= TASK DESCRIPTION =
Each line of the material that mentions the word "below" is to be copied.

== == ==

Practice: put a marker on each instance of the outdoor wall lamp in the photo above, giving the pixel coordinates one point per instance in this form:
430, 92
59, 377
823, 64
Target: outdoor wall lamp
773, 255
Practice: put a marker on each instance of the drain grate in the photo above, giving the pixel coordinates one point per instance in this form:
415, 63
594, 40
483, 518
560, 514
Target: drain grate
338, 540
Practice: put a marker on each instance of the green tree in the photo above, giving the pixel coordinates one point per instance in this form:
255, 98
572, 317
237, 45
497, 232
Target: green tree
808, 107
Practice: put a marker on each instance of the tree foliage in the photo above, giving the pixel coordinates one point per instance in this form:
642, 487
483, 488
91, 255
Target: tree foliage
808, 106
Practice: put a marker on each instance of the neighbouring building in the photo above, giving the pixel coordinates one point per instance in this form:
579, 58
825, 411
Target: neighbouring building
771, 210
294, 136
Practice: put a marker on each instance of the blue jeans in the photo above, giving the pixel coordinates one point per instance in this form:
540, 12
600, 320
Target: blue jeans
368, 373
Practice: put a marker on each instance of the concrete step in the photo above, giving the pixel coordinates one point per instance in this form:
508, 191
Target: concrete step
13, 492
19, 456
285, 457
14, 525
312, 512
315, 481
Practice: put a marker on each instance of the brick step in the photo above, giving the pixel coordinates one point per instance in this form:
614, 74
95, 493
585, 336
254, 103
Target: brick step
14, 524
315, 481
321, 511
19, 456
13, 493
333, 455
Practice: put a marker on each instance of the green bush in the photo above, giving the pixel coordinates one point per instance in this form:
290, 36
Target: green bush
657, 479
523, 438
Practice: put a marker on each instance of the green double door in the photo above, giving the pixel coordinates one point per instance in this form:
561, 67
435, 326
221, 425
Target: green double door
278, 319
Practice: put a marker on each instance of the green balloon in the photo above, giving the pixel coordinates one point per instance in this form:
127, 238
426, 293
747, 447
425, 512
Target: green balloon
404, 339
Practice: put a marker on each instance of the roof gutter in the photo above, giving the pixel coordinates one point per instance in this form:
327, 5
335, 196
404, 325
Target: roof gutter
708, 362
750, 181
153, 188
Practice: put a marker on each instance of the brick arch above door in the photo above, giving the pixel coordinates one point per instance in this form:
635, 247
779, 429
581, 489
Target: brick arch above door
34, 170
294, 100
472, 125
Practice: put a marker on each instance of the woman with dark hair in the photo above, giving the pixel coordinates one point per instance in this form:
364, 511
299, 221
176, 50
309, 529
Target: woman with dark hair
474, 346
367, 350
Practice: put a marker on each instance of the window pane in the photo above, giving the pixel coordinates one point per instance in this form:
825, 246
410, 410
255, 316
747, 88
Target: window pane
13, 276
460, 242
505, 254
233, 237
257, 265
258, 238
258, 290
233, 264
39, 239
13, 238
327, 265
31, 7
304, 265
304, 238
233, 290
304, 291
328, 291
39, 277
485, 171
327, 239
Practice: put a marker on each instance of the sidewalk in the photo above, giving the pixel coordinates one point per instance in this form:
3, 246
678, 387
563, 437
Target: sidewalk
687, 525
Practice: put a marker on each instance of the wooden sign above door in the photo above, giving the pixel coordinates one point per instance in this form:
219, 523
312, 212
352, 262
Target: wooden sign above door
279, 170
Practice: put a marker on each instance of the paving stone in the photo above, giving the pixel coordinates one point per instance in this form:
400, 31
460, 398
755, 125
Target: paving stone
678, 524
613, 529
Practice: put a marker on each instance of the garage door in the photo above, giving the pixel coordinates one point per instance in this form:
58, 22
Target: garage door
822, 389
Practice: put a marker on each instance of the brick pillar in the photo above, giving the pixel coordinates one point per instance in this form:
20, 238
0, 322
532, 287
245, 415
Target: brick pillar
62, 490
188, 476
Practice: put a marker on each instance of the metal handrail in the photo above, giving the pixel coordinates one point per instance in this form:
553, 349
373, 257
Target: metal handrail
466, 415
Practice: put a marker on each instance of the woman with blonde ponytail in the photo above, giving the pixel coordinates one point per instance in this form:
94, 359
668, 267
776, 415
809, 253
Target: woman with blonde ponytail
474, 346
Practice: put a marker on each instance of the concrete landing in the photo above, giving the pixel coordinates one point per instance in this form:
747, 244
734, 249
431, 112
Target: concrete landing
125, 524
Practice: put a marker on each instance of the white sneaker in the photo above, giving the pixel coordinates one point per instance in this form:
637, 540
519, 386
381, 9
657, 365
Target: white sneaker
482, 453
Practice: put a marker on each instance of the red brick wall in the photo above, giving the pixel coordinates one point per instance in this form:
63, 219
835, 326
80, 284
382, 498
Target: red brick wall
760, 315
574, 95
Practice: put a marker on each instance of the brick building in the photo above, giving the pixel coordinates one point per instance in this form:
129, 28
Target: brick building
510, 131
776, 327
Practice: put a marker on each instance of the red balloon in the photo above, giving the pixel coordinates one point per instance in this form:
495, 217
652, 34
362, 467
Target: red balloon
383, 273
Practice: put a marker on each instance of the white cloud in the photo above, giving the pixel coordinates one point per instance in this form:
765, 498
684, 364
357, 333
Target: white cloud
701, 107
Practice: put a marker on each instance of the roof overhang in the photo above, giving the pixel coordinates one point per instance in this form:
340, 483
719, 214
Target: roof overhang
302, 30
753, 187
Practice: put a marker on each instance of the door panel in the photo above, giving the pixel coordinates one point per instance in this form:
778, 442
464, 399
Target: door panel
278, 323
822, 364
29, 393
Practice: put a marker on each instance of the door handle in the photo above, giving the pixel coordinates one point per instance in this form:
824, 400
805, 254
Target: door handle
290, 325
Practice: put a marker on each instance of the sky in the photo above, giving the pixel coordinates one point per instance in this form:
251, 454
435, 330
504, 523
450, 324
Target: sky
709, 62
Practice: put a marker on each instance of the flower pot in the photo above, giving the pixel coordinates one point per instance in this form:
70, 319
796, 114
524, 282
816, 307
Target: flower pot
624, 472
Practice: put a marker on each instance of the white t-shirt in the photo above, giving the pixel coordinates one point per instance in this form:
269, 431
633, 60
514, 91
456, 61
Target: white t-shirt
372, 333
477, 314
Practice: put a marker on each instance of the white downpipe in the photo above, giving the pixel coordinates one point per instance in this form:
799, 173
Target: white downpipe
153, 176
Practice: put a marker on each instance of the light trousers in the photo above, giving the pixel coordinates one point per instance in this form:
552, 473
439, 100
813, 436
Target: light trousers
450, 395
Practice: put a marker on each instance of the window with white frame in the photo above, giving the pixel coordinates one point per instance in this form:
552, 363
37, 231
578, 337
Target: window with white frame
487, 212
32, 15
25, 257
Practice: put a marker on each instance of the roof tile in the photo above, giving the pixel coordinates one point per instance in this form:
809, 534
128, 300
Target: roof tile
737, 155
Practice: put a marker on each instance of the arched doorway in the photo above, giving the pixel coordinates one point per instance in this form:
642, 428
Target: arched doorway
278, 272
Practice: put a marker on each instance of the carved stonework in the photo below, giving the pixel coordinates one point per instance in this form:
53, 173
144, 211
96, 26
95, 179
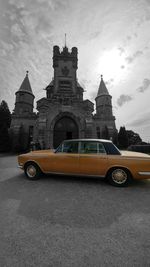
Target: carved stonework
65, 71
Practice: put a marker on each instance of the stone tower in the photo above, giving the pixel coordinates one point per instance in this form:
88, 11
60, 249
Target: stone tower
24, 98
63, 114
64, 88
23, 117
104, 115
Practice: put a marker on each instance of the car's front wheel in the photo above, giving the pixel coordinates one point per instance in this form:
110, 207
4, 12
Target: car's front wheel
119, 177
32, 171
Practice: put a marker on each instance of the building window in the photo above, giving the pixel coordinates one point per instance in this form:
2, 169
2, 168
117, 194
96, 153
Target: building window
98, 132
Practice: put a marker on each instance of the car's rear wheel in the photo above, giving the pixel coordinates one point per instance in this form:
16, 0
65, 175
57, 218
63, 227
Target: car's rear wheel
32, 171
119, 177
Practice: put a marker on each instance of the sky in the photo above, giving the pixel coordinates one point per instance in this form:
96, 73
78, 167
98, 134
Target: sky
112, 37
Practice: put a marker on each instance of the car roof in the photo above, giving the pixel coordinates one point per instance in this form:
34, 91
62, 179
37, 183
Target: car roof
89, 140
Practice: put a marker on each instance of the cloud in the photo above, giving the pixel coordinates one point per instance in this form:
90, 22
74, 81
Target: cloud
144, 86
142, 120
134, 56
123, 99
121, 50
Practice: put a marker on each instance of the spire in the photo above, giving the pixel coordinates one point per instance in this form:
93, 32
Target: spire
102, 88
25, 86
65, 39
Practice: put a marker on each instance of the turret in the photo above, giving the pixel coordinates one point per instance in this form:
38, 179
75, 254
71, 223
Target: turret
103, 102
24, 98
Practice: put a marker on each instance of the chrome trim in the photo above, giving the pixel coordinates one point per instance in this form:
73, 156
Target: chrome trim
76, 174
20, 166
144, 173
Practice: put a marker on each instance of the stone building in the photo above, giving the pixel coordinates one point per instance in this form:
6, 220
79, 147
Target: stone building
62, 113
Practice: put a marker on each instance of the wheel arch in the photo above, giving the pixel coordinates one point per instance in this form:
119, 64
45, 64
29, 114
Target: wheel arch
118, 166
32, 161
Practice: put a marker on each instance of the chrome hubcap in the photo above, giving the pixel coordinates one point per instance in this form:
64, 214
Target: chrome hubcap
119, 176
31, 171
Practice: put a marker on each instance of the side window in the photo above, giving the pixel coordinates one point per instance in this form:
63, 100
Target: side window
89, 148
70, 147
59, 149
101, 148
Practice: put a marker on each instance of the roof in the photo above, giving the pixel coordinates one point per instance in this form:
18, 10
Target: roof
90, 139
25, 86
102, 88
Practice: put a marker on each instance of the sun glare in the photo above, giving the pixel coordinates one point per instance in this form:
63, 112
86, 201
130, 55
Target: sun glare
111, 64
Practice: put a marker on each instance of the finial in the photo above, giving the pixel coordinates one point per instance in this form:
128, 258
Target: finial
65, 39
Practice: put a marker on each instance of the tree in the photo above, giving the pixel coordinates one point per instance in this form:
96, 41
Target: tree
5, 121
123, 138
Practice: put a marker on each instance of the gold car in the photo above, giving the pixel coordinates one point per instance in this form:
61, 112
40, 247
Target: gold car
87, 157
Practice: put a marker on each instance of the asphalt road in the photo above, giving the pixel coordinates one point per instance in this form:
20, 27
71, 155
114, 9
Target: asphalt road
71, 222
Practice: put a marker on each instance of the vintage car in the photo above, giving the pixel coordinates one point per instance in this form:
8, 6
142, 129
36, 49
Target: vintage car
87, 157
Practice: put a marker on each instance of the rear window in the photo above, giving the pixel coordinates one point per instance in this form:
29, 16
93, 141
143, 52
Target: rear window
111, 149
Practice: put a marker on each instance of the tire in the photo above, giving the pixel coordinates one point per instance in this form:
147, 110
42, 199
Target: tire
119, 177
32, 171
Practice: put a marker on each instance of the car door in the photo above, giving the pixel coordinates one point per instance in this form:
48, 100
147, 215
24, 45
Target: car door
93, 159
65, 159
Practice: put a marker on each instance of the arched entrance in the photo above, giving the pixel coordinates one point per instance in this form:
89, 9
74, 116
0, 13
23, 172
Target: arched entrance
65, 128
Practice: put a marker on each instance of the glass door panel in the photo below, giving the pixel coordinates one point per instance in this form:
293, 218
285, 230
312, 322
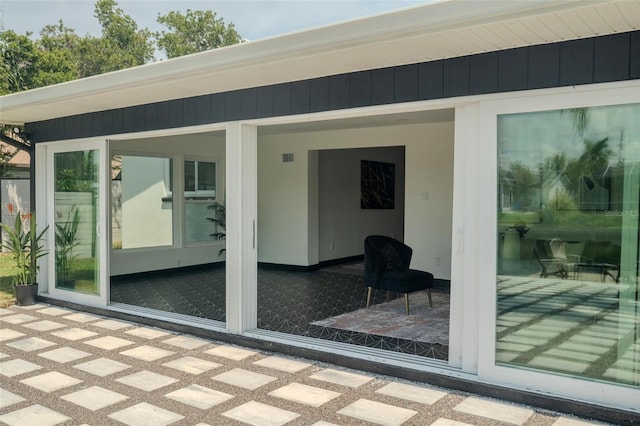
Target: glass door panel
76, 207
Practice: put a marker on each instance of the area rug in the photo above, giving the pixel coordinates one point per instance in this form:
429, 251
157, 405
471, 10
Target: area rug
423, 324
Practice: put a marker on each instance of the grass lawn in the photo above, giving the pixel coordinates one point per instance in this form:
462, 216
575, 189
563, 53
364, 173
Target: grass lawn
7, 272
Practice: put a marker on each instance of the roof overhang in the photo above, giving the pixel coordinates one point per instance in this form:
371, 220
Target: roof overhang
428, 32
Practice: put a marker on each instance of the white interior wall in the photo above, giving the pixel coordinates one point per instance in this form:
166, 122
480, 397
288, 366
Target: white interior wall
343, 224
208, 145
283, 191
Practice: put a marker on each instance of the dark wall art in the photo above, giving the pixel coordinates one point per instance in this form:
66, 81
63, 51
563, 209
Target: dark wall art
377, 185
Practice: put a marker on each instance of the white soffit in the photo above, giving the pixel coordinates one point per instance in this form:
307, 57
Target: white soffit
433, 31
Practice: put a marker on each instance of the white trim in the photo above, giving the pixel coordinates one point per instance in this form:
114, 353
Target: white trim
484, 170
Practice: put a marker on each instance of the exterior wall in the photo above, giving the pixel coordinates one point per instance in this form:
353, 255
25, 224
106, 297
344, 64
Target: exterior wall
585, 61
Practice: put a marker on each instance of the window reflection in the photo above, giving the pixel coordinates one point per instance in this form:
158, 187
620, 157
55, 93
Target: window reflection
568, 220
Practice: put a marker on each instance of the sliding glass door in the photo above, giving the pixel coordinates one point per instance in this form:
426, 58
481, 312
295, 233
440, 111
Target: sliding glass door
76, 210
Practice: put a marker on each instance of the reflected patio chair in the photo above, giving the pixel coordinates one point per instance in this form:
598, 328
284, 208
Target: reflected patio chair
386, 267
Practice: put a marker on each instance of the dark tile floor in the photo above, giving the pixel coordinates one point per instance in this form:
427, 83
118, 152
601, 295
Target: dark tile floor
288, 302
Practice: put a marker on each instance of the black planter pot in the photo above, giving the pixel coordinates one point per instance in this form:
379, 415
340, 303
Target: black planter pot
26, 294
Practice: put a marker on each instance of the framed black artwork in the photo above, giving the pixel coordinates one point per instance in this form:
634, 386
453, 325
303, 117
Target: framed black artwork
377, 185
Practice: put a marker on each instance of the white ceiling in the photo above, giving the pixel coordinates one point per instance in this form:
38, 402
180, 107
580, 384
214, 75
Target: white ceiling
423, 33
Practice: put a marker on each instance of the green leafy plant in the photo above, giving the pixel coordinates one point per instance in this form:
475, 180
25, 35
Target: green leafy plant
24, 244
66, 233
220, 220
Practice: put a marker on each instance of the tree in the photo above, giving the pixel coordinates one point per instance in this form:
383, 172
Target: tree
195, 31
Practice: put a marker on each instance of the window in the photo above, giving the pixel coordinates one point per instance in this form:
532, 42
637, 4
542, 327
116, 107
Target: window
568, 242
200, 178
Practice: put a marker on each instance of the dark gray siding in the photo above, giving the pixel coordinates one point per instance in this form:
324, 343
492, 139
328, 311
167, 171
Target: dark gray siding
595, 60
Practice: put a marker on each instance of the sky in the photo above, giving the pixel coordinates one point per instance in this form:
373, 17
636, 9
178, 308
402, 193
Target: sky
253, 19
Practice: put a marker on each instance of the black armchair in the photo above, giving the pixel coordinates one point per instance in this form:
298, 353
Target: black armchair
386, 267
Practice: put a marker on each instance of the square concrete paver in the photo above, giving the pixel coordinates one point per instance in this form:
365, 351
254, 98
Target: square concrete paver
244, 378
7, 398
18, 318
64, 354
102, 367
147, 333
377, 412
258, 414
147, 353
80, 317
34, 415
340, 377
108, 342
94, 398
147, 380
8, 334
15, 367
199, 396
145, 414
74, 334
53, 311
51, 382
494, 410
44, 325
112, 324
31, 344
192, 365
412, 393
186, 342
304, 394
283, 364
231, 352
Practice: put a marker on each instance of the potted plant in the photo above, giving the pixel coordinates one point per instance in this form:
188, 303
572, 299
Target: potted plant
24, 243
66, 233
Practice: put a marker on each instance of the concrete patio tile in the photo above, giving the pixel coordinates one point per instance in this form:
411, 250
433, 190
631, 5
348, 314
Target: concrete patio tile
8, 334
258, 414
192, 365
244, 378
109, 343
94, 398
80, 317
34, 415
282, 364
186, 342
74, 334
102, 367
147, 333
494, 410
112, 324
44, 325
231, 352
147, 353
146, 380
51, 382
304, 394
414, 393
8, 398
377, 412
446, 422
31, 344
15, 367
199, 396
53, 311
340, 377
566, 421
18, 318
63, 355
145, 414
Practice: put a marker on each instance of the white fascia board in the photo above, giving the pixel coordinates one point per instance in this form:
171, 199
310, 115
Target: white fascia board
431, 18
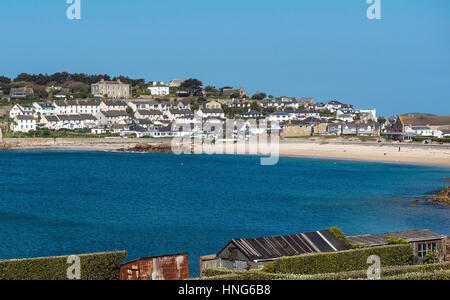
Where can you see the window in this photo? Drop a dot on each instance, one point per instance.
(424, 249)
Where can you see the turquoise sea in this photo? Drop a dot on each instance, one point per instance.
(59, 203)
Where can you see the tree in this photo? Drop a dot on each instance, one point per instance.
(259, 96)
(4, 79)
(254, 105)
(130, 111)
(192, 83)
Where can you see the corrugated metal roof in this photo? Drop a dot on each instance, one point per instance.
(381, 238)
(268, 248)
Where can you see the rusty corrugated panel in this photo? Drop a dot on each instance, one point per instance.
(169, 267)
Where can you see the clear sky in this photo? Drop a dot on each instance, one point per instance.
(325, 49)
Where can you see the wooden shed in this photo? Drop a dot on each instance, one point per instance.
(167, 267)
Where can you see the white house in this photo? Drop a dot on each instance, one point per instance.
(159, 89)
(44, 109)
(152, 114)
(280, 116)
(113, 106)
(21, 110)
(73, 122)
(112, 117)
(50, 122)
(180, 115)
(23, 123)
(211, 113)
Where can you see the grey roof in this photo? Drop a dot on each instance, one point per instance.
(212, 111)
(269, 248)
(115, 113)
(76, 117)
(150, 112)
(115, 103)
(381, 239)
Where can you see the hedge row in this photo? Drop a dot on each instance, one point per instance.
(386, 273)
(342, 261)
(96, 266)
(436, 275)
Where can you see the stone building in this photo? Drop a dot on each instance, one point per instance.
(110, 89)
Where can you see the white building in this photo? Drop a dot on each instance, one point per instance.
(23, 123)
(44, 109)
(280, 116)
(159, 89)
(21, 110)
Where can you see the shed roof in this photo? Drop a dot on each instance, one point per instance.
(269, 248)
(381, 239)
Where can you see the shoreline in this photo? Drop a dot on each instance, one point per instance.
(411, 154)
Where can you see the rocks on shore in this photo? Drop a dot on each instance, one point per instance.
(442, 196)
(6, 146)
(146, 148)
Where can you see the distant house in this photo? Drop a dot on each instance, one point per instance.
(303, 114)
(111, 89)
(176, 82)
(423, 241)
(153, 115)
(335, 129)
(44, 109)
(344, 117)
(159, 89)
(73, 122)
(23, 123)
(252, 114)
(50, 121)
(280, 116)
(21, 110)
(180, 115)
(20, 93)
(66, 107)
(334, 106)
(349, 129)
(246, 254)
(112, 117)
(308, 101)
(433, 122)
(239, 93)
(90, 107)
(113, 106)
(181, 105)
(211, 113)
(296, 129)
(213, 105)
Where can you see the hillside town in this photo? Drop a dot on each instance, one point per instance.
(181, 108)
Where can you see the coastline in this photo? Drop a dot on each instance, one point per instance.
(414, 154)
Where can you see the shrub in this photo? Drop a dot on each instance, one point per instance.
(386, 273)
(393, 241)
(343, 261)
(96, 266)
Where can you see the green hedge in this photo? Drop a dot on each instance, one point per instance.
(436, 275)
(386, 273)
(342, 261)
(96, 266)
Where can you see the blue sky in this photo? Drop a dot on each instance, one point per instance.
(325, 49)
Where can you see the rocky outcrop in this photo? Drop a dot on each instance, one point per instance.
(6, 146)
(146, 148)
(442, 196)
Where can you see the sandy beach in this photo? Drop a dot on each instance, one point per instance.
(369, 151)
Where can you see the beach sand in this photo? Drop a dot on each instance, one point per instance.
(370, 151)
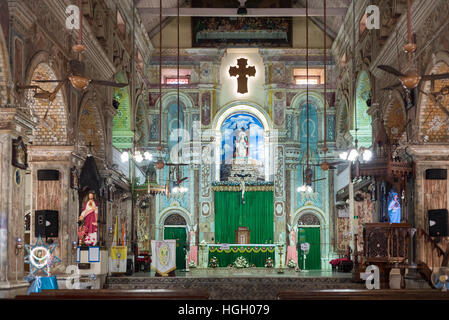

== == ==

= TASK SOLUTION =
Practice: put a marker on each instance of the carved stonework in the photo below, giving the pixel coordinates one point per instance in this form:
Practice: put a marker on each instance of the glass door panel in the photo below, giving the pixel coordinates one point per instance in this form:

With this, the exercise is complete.